==== Provided passage
Alie is a former member of Resolved who moved to NZ a few months ago. She is focusing on carving out a writing career while studying a bachelor of arts in Philosophy. Follow her writing at www.searchingforourselves.
Welcome to my five point strategy for how to deal with the things life throws at you. No one’s life is a perfect ray of sunshine and every now and then you may find yourself in a rut. It’s ok, it happens to the best of us. Whenever you need it, here’s some ideas for how to get back on the happy train.
1.Keep a book of crazy.
Get a journal and write in it how you’re feeling, why you are feel the way you do, and try to bring it to a resolution. The benefit of writing things down is it forces you to carry a thought to completion. I have the tendency to mull over something, turning it over in my mind, never actually thinking helpfully about it. Writing it down gets it out of your head, puts it where you can see it and enables you to be a problem solver, not a problem wallower.
2. Don’t be a jerk about medication
There seems to be a stigma attached to medicating things. Believe it or not, anti-anxiety and anti-depressant medication isn’t concocted over a cauldron and there’s no eye of newt thrown in there. It definitely shouldn’t be a first resort as there are side effects involved, you also don’t need it if you’re just feeling a bit down in the dumps that particular week, however if a doctor has agreed that it would help you then there is nothing wrong with taking it. We aren’t living in a dark age. There’s nothing to fear about modern medicine. However, they should be used in conjunction with some kind of counselling. What the drugs do is help with the process of getting better by lifting your mood and allowing you some perspective. The idea is to reach a stage where you no longer need medication.
========
* **Work request**: Please reproduce the passage on coping with life's ruts verbatim, between "1.Keep a book" and "a problem wallower.", inclusive. The records that come next are from a different source than the passage on coping with life's ruts.
==== Record set
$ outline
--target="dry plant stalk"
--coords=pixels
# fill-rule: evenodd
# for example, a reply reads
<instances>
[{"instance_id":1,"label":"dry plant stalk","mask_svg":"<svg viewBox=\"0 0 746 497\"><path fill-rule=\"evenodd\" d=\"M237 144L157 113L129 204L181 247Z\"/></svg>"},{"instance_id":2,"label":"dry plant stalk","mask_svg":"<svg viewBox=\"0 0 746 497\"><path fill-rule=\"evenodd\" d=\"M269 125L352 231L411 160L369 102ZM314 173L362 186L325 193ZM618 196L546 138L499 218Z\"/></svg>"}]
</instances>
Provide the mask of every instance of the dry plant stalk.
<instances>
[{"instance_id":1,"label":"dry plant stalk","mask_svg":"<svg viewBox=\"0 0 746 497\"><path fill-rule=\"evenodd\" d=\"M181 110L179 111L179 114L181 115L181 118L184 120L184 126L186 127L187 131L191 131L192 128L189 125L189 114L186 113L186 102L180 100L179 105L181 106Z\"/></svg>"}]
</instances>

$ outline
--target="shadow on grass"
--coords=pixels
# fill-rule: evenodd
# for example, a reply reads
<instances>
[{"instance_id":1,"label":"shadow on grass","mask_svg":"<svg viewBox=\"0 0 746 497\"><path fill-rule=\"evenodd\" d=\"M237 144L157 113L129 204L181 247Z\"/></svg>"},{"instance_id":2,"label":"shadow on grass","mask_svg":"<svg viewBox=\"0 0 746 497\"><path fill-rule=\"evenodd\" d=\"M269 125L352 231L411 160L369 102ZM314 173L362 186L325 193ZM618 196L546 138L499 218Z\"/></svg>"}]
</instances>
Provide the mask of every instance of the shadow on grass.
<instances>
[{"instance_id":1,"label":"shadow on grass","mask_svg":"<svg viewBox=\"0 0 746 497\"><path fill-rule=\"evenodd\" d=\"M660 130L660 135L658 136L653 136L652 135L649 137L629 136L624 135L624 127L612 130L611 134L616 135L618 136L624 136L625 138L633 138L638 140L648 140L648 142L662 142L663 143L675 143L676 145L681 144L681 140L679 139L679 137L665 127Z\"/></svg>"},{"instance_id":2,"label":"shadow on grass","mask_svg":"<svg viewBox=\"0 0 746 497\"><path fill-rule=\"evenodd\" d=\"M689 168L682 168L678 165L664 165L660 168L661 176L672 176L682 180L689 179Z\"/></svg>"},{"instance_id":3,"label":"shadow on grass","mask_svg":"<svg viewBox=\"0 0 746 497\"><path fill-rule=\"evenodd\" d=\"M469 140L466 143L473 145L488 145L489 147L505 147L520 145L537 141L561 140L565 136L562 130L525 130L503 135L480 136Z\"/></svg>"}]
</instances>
========
* **Written solution**:
1.Keep a book of crazy.
Get a journal and write in it how you’re feeling, why you are feel the way you do, and try to bring it to a resolution. The benefit of writing things down is it forces you to carry a thought to completion. I have the tendency to mull over something, turning it over in my mind, never actually thinking helpfully about it. Writing it down gets it out of your head, puts it where you can see it and enables you to be a problem solver, not a problem wallower.